§ **Written task**
Please count the lines in the items below that contain the string "cluster", treating uppercase and lowercase letters as different. Reply with the number alone.

-- Start Records supplied --

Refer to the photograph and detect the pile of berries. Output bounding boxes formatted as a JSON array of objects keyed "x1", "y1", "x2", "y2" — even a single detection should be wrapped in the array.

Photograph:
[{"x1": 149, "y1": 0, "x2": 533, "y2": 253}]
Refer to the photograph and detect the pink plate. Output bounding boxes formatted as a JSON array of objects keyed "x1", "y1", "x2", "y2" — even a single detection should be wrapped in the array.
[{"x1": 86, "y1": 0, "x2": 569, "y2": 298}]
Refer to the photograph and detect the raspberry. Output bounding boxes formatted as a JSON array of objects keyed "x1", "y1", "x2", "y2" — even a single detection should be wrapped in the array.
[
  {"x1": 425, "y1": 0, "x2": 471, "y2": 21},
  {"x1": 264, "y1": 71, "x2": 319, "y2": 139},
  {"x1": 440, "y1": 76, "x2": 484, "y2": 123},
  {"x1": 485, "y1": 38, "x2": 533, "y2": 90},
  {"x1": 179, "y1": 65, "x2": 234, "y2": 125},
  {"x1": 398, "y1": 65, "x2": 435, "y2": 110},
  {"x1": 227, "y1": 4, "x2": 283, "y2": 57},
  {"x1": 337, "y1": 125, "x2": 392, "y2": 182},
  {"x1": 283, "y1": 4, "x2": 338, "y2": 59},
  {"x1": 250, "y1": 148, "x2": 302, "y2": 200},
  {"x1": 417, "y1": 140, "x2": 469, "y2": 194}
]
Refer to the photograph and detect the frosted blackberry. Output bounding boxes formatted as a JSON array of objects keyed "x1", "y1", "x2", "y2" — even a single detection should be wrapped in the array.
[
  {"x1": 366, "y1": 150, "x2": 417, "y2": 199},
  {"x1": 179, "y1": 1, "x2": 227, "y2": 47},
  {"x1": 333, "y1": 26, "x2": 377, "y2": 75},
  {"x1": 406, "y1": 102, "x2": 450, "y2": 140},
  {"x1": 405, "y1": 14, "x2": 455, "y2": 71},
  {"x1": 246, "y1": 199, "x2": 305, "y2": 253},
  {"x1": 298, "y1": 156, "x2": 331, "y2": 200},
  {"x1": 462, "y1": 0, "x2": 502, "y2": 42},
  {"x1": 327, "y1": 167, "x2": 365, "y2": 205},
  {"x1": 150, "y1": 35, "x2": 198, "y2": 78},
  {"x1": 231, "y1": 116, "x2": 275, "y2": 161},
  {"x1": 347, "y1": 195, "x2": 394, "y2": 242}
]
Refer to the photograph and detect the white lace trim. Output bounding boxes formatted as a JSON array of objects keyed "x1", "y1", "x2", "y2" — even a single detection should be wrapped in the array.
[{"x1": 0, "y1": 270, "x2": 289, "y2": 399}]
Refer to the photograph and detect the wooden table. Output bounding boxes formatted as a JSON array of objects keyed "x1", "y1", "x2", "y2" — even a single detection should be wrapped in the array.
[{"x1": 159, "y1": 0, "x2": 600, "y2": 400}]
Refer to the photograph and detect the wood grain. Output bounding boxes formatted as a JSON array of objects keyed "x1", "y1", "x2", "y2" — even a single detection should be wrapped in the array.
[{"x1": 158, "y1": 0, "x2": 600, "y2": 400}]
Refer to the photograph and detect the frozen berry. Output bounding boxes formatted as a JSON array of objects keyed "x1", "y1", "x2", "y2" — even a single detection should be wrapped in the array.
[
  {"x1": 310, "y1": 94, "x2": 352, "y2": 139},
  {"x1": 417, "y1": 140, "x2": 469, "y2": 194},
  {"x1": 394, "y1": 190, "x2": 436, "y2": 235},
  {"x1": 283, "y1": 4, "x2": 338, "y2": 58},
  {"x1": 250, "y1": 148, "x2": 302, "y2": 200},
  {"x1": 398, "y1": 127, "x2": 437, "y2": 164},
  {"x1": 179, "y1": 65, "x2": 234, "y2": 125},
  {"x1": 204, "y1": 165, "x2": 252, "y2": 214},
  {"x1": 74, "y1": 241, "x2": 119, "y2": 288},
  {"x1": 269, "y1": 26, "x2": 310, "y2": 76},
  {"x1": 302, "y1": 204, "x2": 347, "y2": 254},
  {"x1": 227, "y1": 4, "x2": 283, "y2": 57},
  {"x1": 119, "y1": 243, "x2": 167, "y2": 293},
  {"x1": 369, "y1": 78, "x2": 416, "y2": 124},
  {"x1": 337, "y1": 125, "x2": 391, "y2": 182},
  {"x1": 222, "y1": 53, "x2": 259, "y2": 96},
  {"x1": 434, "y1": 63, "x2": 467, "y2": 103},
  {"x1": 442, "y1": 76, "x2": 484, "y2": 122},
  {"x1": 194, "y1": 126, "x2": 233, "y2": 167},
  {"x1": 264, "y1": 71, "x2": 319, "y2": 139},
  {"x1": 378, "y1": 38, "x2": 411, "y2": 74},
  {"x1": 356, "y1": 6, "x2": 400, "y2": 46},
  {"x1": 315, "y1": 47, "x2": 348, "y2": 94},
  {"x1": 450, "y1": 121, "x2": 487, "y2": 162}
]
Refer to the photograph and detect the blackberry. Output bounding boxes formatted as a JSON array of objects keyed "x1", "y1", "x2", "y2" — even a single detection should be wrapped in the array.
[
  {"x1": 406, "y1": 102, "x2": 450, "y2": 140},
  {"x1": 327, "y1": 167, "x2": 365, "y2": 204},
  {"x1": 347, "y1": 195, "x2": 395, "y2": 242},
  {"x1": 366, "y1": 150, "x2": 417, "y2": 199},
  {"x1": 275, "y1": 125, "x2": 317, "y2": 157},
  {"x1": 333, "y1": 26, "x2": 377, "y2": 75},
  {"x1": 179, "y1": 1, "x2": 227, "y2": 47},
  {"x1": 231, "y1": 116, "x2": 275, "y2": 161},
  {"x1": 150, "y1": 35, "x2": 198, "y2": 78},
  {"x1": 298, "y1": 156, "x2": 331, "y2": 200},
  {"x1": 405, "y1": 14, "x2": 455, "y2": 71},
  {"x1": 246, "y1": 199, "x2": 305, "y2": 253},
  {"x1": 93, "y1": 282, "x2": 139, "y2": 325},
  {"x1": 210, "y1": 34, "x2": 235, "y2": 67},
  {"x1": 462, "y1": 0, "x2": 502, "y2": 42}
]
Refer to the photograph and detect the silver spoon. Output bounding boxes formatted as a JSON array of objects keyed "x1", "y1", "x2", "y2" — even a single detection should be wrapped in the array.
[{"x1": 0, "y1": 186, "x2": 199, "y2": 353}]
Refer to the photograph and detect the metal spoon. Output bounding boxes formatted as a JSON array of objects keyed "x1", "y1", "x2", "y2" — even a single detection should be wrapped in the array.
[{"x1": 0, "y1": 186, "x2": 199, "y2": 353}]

-- End Records supplied --
-- Start Records supplied --

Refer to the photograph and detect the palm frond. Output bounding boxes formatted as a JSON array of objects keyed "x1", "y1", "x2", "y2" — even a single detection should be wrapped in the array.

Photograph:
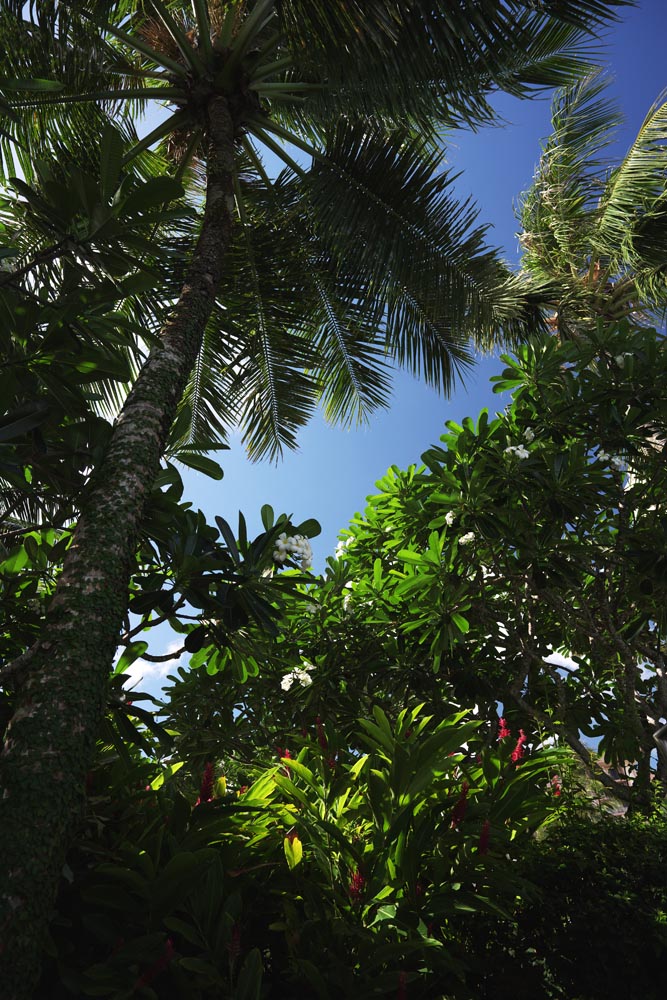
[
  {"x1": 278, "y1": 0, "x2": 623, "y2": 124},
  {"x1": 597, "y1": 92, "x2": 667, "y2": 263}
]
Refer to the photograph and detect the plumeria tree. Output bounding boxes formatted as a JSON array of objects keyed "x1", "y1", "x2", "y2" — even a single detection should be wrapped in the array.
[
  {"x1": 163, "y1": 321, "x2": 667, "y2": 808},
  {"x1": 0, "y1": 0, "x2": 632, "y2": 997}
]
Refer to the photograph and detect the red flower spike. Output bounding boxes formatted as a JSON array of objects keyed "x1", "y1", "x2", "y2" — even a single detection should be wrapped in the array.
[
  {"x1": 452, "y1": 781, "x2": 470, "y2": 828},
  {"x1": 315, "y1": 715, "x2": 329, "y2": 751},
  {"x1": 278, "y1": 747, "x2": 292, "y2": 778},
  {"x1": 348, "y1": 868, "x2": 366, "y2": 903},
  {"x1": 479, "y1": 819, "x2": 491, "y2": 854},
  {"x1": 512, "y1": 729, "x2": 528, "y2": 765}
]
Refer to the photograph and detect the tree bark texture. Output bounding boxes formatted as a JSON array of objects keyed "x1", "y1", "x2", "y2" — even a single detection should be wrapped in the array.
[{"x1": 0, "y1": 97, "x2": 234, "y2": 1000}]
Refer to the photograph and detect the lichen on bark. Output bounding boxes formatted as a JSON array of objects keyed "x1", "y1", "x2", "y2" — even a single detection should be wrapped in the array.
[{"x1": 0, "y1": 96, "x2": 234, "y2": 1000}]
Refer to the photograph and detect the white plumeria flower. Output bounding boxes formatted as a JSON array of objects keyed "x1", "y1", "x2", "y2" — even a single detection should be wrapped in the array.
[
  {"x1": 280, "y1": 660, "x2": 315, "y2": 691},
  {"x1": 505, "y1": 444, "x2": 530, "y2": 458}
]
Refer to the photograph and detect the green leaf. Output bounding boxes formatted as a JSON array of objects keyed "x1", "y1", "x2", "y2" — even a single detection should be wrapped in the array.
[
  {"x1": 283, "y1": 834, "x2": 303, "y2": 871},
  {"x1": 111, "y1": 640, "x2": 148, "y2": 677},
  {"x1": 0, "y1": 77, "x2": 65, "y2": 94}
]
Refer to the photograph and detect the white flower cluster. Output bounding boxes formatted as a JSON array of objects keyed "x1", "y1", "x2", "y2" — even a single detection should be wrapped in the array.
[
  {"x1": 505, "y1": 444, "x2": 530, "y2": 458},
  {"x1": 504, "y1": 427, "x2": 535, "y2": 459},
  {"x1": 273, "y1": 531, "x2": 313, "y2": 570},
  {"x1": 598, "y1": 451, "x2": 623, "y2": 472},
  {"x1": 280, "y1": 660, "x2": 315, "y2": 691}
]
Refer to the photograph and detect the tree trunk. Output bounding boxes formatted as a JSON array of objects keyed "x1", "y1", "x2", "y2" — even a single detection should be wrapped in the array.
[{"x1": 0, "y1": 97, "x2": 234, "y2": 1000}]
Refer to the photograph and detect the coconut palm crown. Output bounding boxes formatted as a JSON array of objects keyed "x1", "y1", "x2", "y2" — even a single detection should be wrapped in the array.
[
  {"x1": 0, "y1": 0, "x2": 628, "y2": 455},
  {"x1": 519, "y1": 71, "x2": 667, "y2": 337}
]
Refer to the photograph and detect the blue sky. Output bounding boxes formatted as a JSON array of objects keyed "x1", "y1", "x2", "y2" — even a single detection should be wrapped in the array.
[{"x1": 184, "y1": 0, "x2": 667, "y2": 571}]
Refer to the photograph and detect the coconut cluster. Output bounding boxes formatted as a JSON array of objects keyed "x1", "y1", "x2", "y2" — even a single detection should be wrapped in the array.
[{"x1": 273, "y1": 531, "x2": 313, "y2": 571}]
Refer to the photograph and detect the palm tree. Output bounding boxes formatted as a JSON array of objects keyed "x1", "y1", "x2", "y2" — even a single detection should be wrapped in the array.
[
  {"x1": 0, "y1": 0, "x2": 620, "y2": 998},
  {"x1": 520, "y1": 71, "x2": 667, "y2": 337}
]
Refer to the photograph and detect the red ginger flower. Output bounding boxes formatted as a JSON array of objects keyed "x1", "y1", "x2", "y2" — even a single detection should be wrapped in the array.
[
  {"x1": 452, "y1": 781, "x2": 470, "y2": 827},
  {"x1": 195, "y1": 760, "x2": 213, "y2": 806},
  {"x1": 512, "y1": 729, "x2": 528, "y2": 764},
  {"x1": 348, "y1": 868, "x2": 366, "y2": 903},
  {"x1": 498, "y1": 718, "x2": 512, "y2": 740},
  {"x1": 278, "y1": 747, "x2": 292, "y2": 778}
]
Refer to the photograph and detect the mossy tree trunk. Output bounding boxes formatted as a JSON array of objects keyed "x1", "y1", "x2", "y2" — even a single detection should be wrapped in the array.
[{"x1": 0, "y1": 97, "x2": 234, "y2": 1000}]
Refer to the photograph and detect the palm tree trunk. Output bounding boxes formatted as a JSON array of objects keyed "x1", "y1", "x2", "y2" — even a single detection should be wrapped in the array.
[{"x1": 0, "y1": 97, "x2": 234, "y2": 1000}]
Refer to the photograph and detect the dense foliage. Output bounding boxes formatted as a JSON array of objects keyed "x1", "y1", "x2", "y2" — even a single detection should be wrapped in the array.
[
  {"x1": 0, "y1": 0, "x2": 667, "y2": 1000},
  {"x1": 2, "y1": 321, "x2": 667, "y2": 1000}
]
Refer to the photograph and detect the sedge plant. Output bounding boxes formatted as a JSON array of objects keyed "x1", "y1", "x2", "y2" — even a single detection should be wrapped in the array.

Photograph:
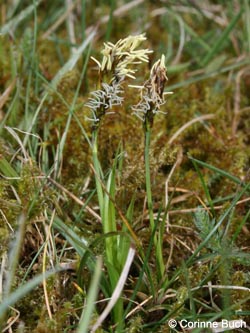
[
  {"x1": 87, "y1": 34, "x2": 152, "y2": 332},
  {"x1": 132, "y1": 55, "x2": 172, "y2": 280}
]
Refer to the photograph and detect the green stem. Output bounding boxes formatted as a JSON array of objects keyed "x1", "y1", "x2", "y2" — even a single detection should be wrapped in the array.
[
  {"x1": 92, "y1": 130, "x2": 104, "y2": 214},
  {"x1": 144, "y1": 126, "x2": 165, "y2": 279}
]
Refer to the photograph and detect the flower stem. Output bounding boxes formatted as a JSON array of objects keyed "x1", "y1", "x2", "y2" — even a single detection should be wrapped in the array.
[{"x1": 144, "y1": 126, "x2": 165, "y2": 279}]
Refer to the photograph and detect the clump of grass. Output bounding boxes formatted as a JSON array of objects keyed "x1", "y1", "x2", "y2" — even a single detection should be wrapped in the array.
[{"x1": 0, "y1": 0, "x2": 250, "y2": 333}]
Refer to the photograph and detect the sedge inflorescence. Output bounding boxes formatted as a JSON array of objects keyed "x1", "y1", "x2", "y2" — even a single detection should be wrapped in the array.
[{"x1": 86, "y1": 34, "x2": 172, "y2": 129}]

-- End Records supplied --
-- Start Records supplied --

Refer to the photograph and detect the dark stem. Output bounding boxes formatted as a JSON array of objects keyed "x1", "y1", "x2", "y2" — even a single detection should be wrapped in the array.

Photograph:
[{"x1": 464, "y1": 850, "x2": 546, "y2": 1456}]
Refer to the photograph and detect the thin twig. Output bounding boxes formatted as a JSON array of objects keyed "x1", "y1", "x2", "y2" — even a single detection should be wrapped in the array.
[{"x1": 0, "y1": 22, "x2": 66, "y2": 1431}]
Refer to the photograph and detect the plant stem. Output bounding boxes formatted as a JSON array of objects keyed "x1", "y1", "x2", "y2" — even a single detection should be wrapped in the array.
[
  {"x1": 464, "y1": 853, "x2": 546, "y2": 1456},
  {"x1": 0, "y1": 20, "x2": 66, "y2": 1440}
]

-- End Records supplied --

§ **Correct output**
2